■ **TASK TO COMPLETE**: Copy the rows below word for word, from the line containing "Indicate each instance of the leafy" through the line containing "column 855, row 114", both of those lines included.
-- Start of SUPPLIED DATA --
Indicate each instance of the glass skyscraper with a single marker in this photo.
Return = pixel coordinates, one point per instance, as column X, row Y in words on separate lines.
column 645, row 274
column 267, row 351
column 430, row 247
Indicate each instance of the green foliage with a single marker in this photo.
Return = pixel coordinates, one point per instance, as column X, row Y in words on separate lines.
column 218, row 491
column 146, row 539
-- End of SUPPLIED DATA --
-- Start of SUPPLIED DATA --
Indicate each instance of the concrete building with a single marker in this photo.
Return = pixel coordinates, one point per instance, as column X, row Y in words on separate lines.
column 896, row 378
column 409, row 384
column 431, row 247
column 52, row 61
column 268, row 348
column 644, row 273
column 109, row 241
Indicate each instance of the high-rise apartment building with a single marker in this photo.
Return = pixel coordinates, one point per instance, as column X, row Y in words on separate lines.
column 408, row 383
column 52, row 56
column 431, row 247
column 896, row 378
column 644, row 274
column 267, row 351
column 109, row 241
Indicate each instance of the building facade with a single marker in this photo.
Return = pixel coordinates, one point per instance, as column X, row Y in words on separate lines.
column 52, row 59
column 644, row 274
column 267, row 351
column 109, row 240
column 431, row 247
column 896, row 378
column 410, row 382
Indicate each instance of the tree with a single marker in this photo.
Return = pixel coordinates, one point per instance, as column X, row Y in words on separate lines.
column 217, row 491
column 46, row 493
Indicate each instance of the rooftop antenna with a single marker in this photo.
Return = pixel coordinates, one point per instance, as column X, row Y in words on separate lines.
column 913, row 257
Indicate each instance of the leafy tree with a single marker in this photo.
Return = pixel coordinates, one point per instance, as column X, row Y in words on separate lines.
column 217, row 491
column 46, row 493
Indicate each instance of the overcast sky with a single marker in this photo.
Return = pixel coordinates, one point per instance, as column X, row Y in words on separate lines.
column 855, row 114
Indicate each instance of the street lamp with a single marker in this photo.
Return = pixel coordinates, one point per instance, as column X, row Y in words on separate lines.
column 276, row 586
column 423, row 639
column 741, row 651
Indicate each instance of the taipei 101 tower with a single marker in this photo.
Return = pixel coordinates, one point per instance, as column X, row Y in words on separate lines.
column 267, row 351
-- End of SUPPLIED DATA --
■ **REPLY**:
Indicate each instance of the leafy tree with a single marker in this photo.
Return = pixel coordinates, one point per instance, as column X, row Y in words on separate lines.
column 217, row 491
column 46, row 493
Indicate each instance of the overcast sky with a single marker in this photo.
Return = pixel coordinates, one point per instance, as column X, row Y in words on separate lines.
column 855, row 114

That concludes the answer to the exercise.